- _Data provided_
-- Opening Marker --

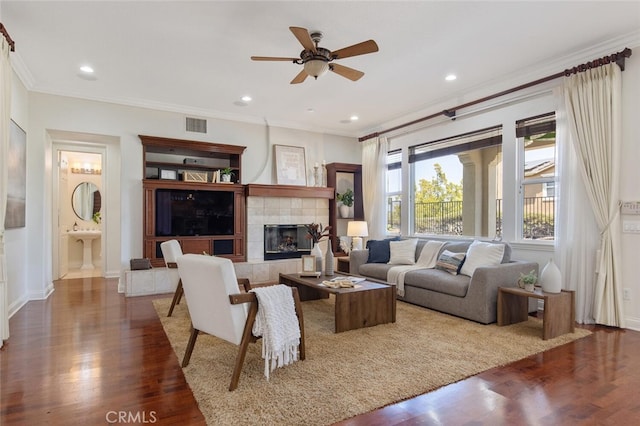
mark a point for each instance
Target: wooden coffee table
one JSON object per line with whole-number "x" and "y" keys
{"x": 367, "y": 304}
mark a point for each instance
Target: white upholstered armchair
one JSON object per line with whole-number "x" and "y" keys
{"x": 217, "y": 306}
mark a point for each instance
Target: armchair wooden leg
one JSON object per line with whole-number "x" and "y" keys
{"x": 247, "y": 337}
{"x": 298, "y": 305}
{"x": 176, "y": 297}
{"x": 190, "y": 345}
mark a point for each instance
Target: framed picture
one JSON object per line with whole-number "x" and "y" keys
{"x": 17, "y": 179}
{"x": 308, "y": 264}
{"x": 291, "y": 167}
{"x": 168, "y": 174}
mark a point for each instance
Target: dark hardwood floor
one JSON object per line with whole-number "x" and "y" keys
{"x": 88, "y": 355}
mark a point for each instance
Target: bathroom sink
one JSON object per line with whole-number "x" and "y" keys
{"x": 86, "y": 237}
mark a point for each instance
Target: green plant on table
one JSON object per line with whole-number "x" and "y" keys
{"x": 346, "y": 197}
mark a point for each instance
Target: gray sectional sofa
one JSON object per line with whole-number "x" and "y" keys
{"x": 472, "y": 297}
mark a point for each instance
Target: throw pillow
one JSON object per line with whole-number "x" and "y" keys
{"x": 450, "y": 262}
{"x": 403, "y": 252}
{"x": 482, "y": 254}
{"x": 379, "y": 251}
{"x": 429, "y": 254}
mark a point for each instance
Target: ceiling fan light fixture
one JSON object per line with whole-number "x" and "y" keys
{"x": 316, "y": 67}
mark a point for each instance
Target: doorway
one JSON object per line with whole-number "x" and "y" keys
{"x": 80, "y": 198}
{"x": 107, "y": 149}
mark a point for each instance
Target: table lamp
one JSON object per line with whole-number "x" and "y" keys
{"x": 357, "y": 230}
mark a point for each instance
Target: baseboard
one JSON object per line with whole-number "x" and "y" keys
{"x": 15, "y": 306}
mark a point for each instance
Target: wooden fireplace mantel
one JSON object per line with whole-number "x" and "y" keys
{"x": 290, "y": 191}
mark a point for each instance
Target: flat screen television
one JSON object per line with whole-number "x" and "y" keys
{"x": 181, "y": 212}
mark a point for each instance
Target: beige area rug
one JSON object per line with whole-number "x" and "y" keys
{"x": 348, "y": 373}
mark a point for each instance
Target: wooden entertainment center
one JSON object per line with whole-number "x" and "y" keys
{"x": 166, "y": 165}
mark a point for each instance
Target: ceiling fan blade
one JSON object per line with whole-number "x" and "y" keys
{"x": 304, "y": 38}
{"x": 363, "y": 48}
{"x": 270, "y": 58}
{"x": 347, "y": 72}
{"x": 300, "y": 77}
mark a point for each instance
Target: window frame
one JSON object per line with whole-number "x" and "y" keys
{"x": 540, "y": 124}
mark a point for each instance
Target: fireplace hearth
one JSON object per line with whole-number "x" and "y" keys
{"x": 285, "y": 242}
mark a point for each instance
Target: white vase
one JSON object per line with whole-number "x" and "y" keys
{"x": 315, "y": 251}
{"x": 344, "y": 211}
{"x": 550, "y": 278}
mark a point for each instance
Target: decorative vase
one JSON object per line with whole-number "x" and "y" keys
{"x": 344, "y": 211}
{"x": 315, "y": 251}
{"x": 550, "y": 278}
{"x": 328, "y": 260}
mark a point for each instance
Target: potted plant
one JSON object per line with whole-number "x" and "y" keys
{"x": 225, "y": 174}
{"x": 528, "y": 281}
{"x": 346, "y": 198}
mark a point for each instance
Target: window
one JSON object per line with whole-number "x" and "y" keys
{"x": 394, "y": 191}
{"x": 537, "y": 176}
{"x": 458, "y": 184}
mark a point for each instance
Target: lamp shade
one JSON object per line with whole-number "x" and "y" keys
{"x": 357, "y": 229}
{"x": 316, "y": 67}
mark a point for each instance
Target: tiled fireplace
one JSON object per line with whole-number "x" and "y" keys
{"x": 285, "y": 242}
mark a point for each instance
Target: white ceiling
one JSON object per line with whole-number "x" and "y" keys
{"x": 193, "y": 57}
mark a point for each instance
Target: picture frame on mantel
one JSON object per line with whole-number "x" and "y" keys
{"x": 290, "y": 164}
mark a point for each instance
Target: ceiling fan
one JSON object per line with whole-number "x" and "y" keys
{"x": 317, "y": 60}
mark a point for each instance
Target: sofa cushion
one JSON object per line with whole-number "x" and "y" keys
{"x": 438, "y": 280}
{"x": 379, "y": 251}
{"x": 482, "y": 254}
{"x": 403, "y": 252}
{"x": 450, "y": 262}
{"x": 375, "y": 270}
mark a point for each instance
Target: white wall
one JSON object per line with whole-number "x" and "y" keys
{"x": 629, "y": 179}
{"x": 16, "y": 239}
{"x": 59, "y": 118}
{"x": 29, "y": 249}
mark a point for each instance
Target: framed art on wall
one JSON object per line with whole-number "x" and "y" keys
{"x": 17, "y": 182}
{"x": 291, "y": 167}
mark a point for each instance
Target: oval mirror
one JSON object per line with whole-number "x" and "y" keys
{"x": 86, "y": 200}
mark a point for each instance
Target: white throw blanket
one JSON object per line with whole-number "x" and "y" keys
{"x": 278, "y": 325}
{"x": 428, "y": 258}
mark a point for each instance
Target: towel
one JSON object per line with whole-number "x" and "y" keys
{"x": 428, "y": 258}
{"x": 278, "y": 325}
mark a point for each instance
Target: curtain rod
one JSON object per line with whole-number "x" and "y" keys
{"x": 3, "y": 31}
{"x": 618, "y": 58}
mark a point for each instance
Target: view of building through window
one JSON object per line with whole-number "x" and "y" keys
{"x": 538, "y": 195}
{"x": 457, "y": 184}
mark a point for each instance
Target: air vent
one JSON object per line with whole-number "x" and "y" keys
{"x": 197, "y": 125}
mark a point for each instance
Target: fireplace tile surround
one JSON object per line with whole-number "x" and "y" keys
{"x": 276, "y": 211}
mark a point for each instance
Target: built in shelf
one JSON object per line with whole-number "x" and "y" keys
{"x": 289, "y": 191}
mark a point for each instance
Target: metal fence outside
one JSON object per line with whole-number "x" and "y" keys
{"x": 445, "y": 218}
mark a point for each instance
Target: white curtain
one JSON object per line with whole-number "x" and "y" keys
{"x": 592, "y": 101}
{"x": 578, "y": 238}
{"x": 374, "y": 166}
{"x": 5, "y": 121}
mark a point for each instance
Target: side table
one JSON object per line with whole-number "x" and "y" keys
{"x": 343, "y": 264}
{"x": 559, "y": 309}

-- Closing Marker --
-- Opening Marker --

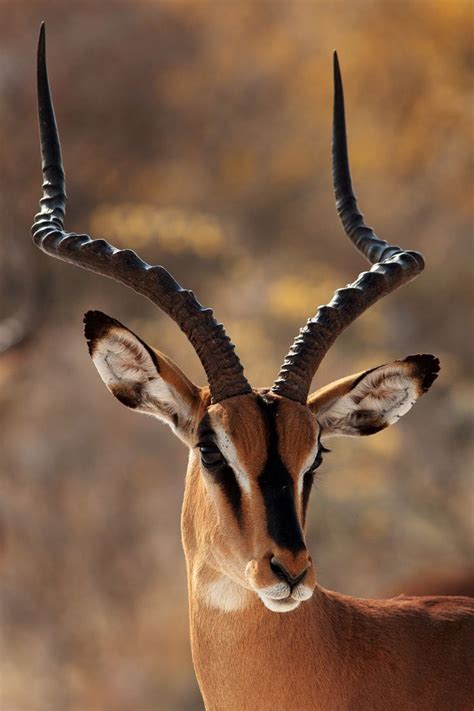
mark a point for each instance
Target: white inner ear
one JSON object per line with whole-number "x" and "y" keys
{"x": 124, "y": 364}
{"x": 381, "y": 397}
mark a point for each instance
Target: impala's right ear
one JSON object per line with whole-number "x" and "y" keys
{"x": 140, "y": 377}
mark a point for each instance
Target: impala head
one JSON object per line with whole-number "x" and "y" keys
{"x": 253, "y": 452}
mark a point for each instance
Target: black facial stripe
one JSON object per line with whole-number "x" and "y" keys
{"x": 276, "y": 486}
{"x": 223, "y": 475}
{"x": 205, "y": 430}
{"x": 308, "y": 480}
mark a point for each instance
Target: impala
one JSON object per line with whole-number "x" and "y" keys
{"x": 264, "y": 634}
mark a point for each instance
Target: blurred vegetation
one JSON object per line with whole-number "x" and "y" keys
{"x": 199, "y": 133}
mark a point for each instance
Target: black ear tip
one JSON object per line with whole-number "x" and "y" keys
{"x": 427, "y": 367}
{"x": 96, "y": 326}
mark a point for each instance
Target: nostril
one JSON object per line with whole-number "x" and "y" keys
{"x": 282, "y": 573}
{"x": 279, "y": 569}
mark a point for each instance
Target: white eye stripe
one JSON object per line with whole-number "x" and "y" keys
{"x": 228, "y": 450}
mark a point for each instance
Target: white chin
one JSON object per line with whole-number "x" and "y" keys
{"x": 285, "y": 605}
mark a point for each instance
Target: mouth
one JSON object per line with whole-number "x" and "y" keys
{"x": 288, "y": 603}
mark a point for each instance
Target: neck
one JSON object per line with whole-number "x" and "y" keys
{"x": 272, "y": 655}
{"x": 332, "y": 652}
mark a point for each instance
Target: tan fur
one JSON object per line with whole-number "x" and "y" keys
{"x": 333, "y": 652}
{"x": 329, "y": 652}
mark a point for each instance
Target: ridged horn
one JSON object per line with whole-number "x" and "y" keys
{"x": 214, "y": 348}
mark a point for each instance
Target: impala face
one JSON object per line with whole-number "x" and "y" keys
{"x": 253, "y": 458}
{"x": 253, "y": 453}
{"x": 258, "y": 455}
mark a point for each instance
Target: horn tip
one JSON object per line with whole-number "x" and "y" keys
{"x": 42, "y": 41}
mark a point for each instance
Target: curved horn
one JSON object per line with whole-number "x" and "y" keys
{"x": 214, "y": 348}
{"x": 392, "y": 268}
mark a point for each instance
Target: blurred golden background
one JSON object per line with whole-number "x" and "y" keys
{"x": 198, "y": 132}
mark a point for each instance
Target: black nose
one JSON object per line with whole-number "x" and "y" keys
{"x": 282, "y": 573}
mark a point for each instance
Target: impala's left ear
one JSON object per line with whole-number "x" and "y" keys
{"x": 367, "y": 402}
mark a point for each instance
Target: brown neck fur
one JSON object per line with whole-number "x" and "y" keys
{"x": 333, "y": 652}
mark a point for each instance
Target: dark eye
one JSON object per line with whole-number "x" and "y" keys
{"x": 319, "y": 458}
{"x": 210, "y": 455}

-- Closing Marker --
-- Opening Marker --

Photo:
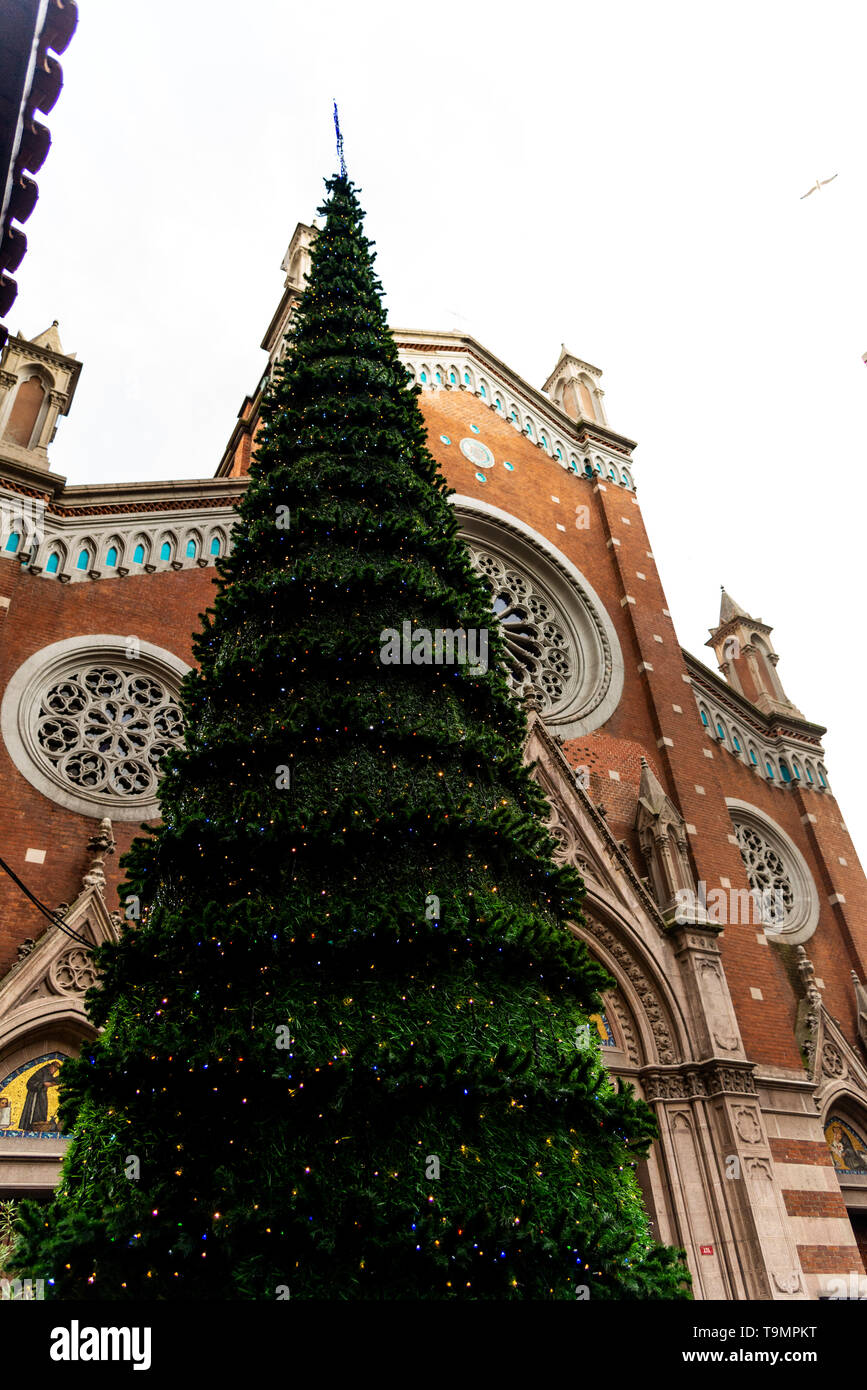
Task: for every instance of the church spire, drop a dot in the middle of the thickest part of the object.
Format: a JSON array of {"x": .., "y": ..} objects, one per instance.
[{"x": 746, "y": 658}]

-- Closing Marker --

- _Your objective_
Which lines above contain the word "stripe"? List them.

- _Expected answer_
Target: black facial stripe
Target: white eye stripe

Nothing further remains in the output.